- Gopaipali Location in Odisha, India Gopaipali Gopaipali (India)
- Coordinates: 21°12′04″N 83°34′25″E﻿ / ﻿21.20120°N 83.57363°E
- Country: India
- State: Odisha
- District: Bargarh
- Elevation (Above MSL): 178 m (584 ft)

Population (2011)
- • Total: 1,322

Languages
- • Official: Odia
- • Local: Sambalpuri
- Time zone: UTC+5:30 (IST)
- Postal code: 768029
- Vehicle registration: OD
- Website: odisha.gov.in

= Gopaipali =

Gopaipali is a small village under Barpali block in Bargarh District with village code 72500 as per 2001 Census.

==Location==
Gopaipali is a village in Barpali Tehsil in Bargarh District of Odisha State. It is located 19 km towards South from District headquarters Bargarh and 299 km from State capital Bhubaneswar. Gopaipali is surrounded by Bijepur Tehsil towards the west, Bargarh Tehsil towards North, Dunguripali Tehsil towards the south and Bheden Tehsil towards the east. The village is 178 m above sea level. Bargarh, Burla, Sambalpur and Balangir are the nearby cities to Gopaipali.

==Demographics==
According to 2011 Census of India, Gopaipali has 377 families with a population of 1,322. The male population is 722 and female population is 673. The population of children between 0 and 6 years of age is 145. Though the average sex ratio is 932 (lower than that of Odisha: 979); the child sex ratio is 1042, which is overwhelmingly high.

The literacy rate of Gopaipali is 71.28%; slightly lower than 72.87%, the average literacy of Odisha. The male literacy is 80.95% and female literacy is 60.77%.

===Religion===
Almost all of the villagers are Hindu.

==Administration==
Gopaipali village is a part of the Gopaipali Gram Panchayat. As per the Panchayati Raj Act, Gopaipali village is administrated by a Sarpanch elected by the eligible citizens in the Gopaipali Gram Panchayat. It comes under the Barpali Panchayat Samiti, and Bargarh Zila Parishad.

The village is divided into 5 wards, each having its own elected ward member who represent the ward in the Gram Panchayat.

==Facilities==
The Gram-Panchayat office of the Gopaipali Gram-Panchayat is situated in the village. Gopaipali UGUPS, a primary school and Gopaipali High School, a secondary school provide for the education facility. Apart from that the village has a youth club and a post-office with PIN 768029 under Barpali Post Office.
◇ ◇ ◇ ◇
Problems to solve:
(a) According to the Gopaipali article, how far is the village from the state capital?
(b) From the Gopaipali article, extract the text between "- Coordinates: 21°12′04″N" and "178 m (584 ft)", inclusive.
(c) List every city that the Gopaipali article names as a nearby city to the village.

Source material:
◇ ◇ ◇ ◇
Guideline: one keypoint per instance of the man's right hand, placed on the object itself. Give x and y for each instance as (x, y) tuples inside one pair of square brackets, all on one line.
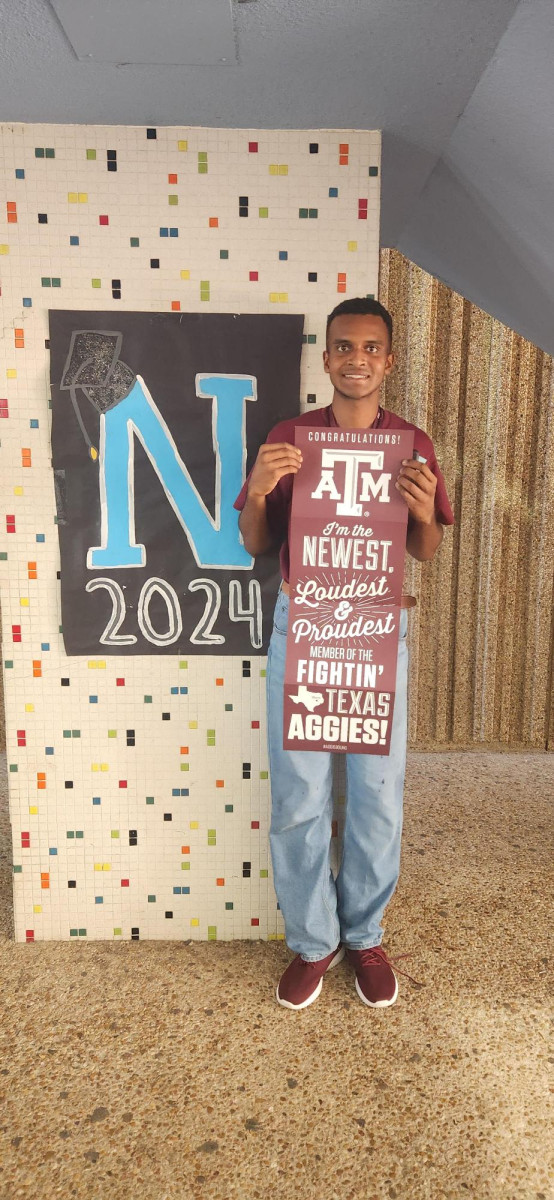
[(275, 460)]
◇ ◇ ◇ ◇
Solutions for each task:
(a) It is 299 km from Bhubaneswar.

(b)
- Coordinates: 21°12′04″N 83°34′25″E﻿ / ﻿21.20120°N 83.57363°E
- Country: India
- State: Odisha
- District: Bargarh
- Elevation (Above MSL): 178 m (584 ft)

(c) Bargarh, Burla, Sambalpur, Balangir